■ THE DATA:

......

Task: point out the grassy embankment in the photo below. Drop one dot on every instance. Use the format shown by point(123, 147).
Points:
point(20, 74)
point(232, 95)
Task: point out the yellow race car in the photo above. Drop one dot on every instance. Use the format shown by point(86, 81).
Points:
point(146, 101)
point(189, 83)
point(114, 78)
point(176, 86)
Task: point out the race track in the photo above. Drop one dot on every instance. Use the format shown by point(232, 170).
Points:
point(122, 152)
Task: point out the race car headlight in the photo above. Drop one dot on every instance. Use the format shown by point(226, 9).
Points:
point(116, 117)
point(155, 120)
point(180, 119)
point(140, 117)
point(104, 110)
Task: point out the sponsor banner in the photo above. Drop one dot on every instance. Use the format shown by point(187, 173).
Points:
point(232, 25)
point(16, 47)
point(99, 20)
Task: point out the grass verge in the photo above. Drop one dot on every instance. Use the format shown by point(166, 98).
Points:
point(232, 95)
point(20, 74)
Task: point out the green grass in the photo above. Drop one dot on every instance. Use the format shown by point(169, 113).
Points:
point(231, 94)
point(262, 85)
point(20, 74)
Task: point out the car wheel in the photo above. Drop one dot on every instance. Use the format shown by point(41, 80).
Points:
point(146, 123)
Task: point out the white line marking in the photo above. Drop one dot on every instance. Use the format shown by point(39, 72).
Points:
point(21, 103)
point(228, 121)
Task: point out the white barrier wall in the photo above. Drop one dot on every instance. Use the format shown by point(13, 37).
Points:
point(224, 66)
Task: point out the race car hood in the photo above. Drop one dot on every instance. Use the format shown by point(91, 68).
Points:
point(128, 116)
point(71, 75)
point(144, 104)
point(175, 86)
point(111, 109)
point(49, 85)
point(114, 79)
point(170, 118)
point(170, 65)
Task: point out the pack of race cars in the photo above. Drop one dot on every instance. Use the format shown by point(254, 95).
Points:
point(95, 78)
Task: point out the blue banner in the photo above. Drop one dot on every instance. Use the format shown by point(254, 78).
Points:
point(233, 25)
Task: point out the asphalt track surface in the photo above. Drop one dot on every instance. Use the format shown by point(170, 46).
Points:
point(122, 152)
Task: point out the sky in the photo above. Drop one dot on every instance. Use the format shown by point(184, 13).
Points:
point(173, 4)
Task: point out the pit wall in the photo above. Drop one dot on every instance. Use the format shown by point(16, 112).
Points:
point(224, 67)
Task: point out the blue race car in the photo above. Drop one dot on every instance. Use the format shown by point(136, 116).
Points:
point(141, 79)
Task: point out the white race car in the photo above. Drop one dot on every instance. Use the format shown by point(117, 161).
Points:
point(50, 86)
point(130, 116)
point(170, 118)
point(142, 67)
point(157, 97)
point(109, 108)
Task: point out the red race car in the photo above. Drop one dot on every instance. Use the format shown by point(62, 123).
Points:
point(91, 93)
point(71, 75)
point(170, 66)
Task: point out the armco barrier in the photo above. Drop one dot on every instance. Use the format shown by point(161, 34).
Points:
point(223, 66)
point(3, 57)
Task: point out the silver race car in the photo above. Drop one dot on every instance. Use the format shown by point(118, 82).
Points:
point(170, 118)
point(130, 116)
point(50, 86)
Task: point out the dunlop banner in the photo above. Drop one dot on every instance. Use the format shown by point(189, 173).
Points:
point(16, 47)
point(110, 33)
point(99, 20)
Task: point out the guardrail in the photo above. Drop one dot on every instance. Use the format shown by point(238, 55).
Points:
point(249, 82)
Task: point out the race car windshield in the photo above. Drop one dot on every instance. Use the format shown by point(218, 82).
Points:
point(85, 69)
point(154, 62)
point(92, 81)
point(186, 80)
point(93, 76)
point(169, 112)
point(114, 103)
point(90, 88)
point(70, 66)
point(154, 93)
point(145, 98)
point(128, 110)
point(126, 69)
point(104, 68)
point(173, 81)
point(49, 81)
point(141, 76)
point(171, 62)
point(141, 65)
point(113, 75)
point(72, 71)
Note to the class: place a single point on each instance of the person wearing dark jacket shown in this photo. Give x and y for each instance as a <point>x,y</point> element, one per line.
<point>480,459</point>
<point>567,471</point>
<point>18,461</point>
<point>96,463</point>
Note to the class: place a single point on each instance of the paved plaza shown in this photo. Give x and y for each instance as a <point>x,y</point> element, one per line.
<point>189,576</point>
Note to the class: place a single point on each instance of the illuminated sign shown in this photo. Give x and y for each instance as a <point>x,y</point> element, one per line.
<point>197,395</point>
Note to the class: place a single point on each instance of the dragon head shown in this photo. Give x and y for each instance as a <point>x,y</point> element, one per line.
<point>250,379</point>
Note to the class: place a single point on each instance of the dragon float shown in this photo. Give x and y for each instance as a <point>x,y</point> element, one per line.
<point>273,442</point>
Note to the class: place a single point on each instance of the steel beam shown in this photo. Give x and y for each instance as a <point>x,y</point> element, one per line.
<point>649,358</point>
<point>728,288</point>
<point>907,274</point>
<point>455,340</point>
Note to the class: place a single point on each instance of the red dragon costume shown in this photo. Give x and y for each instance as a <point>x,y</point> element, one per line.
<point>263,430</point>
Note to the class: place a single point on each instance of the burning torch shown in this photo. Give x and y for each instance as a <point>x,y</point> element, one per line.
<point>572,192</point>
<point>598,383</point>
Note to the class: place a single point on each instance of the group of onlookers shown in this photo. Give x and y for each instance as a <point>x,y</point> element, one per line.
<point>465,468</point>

......

■ EXERCISE REQUIREMENTS:
Each line containing the word "barrier" must be pulled from the listing and copied.

■ RESPONSE TO THE TASK:
Task: point out the white barrier wall in the photo above. Drop one dot on every instance. Use the format shown by point(13, 37).
Task: point out the armco barrier in the photo above. Drop one dot on every instance. Use the format shown by point(161, 34).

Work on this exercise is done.